Switch "set down one marker" to "place a single marker" wherever it occurs in the records below, and write out all of the records again with nothing else changed. Leave the pictures out of your answer.

>> Start

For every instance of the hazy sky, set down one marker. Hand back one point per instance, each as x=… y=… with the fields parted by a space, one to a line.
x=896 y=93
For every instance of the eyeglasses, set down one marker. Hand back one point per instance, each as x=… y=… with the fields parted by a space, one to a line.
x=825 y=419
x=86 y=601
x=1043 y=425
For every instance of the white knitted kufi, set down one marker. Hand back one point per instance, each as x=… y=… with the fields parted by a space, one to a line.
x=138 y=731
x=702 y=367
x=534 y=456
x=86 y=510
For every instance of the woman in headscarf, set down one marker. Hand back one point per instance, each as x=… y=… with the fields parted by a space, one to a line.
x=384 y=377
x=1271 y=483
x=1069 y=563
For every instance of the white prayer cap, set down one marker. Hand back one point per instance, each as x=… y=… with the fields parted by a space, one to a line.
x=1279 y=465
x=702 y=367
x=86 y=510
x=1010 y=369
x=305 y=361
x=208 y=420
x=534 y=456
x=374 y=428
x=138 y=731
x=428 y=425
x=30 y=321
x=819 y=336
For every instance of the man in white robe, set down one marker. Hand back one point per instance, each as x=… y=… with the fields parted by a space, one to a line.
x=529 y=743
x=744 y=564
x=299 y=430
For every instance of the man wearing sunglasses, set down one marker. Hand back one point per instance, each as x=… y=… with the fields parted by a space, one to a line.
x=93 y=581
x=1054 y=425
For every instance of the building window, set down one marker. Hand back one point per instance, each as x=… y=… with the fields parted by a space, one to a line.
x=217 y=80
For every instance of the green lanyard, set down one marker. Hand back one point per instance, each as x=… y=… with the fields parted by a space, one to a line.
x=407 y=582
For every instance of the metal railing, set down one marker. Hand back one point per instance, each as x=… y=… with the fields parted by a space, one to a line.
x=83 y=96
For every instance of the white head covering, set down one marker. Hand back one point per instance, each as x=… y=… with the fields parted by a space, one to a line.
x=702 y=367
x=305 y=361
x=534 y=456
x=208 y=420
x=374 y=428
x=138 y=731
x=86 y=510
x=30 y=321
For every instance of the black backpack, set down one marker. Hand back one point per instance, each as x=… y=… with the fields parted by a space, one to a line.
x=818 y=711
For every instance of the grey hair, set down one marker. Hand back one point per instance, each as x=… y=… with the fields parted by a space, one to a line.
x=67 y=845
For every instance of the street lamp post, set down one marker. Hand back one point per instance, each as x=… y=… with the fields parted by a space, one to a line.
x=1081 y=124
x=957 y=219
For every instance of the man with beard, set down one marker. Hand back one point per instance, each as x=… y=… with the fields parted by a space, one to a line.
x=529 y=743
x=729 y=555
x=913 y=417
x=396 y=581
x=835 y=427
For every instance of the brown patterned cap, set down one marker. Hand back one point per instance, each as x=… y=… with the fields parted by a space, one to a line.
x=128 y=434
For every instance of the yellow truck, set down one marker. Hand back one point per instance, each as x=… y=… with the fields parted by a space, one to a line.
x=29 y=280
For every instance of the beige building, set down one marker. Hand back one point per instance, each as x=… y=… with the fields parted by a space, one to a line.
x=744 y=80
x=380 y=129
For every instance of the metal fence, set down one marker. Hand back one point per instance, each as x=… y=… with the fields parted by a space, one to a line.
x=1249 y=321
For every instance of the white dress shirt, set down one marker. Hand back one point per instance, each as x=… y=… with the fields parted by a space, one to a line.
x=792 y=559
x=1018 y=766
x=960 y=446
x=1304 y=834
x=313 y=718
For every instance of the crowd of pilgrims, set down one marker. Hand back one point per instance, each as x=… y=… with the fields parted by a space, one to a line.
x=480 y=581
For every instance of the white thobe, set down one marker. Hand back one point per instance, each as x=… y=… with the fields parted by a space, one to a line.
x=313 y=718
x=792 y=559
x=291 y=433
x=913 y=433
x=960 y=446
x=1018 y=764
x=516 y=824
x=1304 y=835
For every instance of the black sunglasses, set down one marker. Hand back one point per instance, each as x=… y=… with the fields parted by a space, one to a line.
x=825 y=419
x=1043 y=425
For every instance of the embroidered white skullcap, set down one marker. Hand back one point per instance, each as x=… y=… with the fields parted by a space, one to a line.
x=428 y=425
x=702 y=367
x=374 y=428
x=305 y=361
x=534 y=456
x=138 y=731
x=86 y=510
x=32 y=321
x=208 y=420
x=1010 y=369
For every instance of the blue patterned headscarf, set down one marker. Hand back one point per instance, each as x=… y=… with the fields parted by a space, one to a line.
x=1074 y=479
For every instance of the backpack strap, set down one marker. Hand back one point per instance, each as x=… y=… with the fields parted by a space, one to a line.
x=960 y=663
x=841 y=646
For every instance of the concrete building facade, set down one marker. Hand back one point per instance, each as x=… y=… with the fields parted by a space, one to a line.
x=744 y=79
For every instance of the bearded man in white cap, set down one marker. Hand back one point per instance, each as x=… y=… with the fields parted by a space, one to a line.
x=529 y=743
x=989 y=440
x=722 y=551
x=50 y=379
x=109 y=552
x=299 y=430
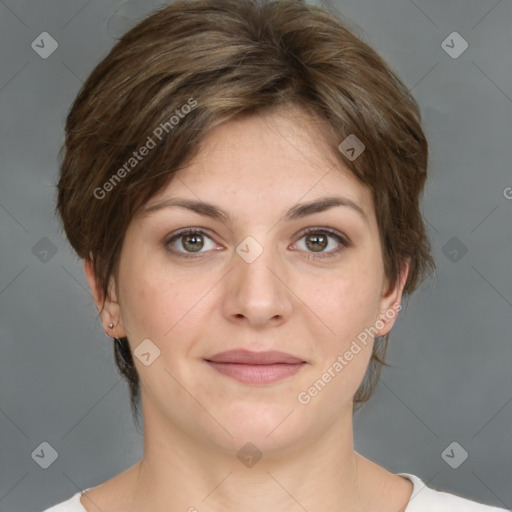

>> End

→ Correct answer:
For every instance of the hazy sky, place a single marker. Hand back one point per instance, each as x=… y=… with the fields parted by a space, one to a line.
x=896 y=93
For every instance of the eyeglasses, place a single marker. Hand back one point per instance, each as x=… y=… with the fields parted by a space, one to a line.
x=825 y=419
x=86 y=601
x=1043 y=425
For every instance of the white knitted kufi, place a single marker. Hand back one point per instance, each as x=… y=… with the fields parted by a space, one to a line.
x=138 y=731
x=702 y=367
x=534 y=456
x=86 y=510
For every instance of the woman in headscarf, place a single marker. Hand back one point per instance, each as x=… y=… with the fields parted by a space, one to a line.
x=384 y=377
x=1271 y=483
x=1069 y=563
For every instance of the white prayer cap, place a single marker. Hand back one point per instance, each as x=… y=… with the fields parted by a space, one to a line.
x=1279 y=465
x=702 y=367
x=86 y=510
x=1010 y=369
x=305 y=361
x=208 y=420
x=534 y=456
x=374 y=428
x=138 y=731
x=428 y=425
x=30 y=321
x=819 y=336
For every instance of the man in white robe, place a single marker. Hand back one point per instance, each as x=… y=… with the fields parted by a space, one to a line.
x=529 y=743
x=744 y=564
x=299 y=430
For every instance of the man wearing sunglasses, place a single marker. Hand back one point per instance, each as x=… y=… with the fields parted by a space, one to a line.
x=93 y=581
x=1054 y=425
For every instance of the building window, place a single marker. Hand back one point per instance, each as x=… y=… with the fields parted by a space, one to a line.
x=217 y=80
For every instance of the green lanyard, place a single marker. Hand back one point per instance, each as x=… y=… with the fields parted by a space, one to a line.
x=407 y=582
For every instance of the metal railing, place a single marker. Hand back one point per instance, each as x=… y=… with the fields parted by a space, one to a line.
x=83 y=96
For every instance of the white head covering, place a single marker. Hand back one point per instance, each as x=… y=… with the fields parted by a space, one to a line.
x=702 y=367
x=305 y=361
x=534 y=456
x=208 y=420
x=374 y=428
x=138 y=731
x=86 y=510
x=30 y=321
For every instance of the black backpack, place a single marker. Hand back one point per instance, each as x=… y=… with the fields parted by a space, one to a line.
x=818 y=711
For every instance of the grey hair, place a single marker. Hand back one point per instance, each as x=… y=… with the fields parted by a space, one to a line.
x=67 y=845
For every instance of the street lamp post, place a single marker. Hand back one point per instance, each as x=… y=… with the fields parted by a space, one to a line.
x=1081 y=124
x=957 y=219
For every instance of the man with beard, place a single marker. Hand back one point per instance, each as x=… y=… with the fields parted by a space, one to a line.
x=529 y=743
x=729 y=555
x=913 y=417
x=396 y=581
x=835 y=427
For every instance of the brown patterned cap, place a single marker. Hand back one point per instance, each as x=… y=… with the fields parted by a space, one to a line.
x=128 y=434
For every instance of the yellow truck, place a single marker. Hand back one point per instance, each as x=… y=… with the fields parted by a space, one to a line.
x=29 y=280
For every instance of the beige building, place a single marker. Hand back one point per instance, each as x=… y=… with the fields parted by a space, one to a line.
x=744 y=80
x=380 y=129
For every instance of the metal fence, place a single marker. Hand back one point per instance, each as x=… y=… with the fields parted by a space, one to a line.
x=1249 y=321
For every instance of the white dress shirt, place a single marker. Hand back one point per instance, each as x=… y=… with the fields parted by a space, one to a line.
x=792 y=559
x=1018 y=766
x=960 y=446
x=1304 y=834
x=313 y=718
For every instance of the crowd of pilgrims, place a single marker. Hand back one point per instance, each as x=… y=… with the fields parted by a space, one to a line.
x=480 y=581
For every instance of the white thobe, place a single marker. Hand back one point per instance, each as x=… y=… with the fields parted by a space, one to a line.
x=313 y=718
x=792 y=559
x=291 y=433
x=913 y=433
x=960 y=446
x=1018 y=764
x=516 y=824
x=1304 y=835
For every instance of the black sunglasses, place a single marker. Hand back one point per instance, each as x=… y=… with the fields parted by a space, one to a line.
x=825 y=419
x=1043 y=425
For every instance of the embroidered white skullcap, place a single marker. Hand back one point per instance, each as x=… y=… with the fields parted by a space, one to a line.
x=428 y=425
x=702 y=367
x=374 y=428
x=305 y=361
x=534 y=456
x=138 y=731
x=86 y=510
x=32 y=321
x=208 y=420
x=1010 y=369
For every instance of the blue patterned headscarf, place a single marker. Hand back one point per instance, each as x=… y=… with the fields parted by a space, one to a line.
x=1074 y=479
For every instance of the backpack strap, place a single marker. Hand back one point per instance, each as x=… y=… with the fields parted by a space, one to a line.
x=960 y=663
x=841 y=646
For every instance of the concrete building facade, place a single marker. Hand back one point per instance, each as x=… y=… with the fields parted by a space, one to a line.
x=744 y=79
For every instance of the bearded man in white cap, place a single marker. Hand back one point per instance, each as x=… y=… with the fields parted by a space, one to a line.
x=529 y=743
x=989 y=440
x=722 y=551
x=50 y=379
x=109 y=552
x=299 y=430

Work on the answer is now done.